▶ **Problem statement**: Write the line that includes "target | armchair seat cushion" and all subsequent lines, exactly as written, and nothing more.

[Stored items from a collection]
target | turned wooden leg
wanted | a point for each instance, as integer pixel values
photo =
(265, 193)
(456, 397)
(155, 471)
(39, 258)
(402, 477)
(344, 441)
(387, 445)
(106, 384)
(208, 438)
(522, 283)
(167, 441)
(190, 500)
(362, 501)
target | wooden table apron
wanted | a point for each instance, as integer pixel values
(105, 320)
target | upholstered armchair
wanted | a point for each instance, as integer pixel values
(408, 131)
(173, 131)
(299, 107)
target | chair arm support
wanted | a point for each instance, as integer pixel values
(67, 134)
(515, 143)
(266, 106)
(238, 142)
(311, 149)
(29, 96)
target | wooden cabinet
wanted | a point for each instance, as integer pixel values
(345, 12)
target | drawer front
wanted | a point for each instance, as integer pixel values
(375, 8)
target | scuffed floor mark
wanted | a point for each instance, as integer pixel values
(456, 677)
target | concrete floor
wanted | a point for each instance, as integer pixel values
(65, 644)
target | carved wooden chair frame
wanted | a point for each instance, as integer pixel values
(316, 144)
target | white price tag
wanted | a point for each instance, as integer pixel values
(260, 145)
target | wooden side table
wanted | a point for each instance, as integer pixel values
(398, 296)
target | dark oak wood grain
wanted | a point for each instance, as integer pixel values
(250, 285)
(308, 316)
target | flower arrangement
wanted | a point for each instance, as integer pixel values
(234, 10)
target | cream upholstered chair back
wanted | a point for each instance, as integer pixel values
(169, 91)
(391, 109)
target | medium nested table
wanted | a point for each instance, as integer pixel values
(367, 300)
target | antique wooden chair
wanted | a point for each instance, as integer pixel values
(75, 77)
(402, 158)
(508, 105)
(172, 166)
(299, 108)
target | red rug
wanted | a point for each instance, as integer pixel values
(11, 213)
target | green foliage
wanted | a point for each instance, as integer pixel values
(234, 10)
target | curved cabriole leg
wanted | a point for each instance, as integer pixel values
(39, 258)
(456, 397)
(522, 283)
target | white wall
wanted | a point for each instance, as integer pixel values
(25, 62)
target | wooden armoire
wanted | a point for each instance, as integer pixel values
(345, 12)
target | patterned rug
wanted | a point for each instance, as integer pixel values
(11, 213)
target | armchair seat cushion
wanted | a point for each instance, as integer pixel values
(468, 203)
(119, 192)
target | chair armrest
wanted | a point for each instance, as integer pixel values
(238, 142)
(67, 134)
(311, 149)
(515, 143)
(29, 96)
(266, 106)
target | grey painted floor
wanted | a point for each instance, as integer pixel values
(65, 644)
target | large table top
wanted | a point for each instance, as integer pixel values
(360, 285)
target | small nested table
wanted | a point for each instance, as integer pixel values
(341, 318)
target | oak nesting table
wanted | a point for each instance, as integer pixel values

▶ **Exercise solution**:
target | armchair seat cushion
wanted | a point for each instance, as integer pixel values
(468, 203)
(119, 192)
target | chair armrest
wanted | a point for each instance, as integer pixel values
(238, 142)
(67, 134)
(311, 149)
(515, 143)
(29, 96)
(266, 106)
target | grey painted floor
wanted | a point for each instance, as integer pixel values
(65, 644)
target | large table top
wanted | a point for each instance, as integer pixel values
(360, 285)
target | small nested table
wanted | a point for each instance, as integer pixel values
(341, 318)
target | oak nesting table
wanted | a point for each instance, as integer pixel values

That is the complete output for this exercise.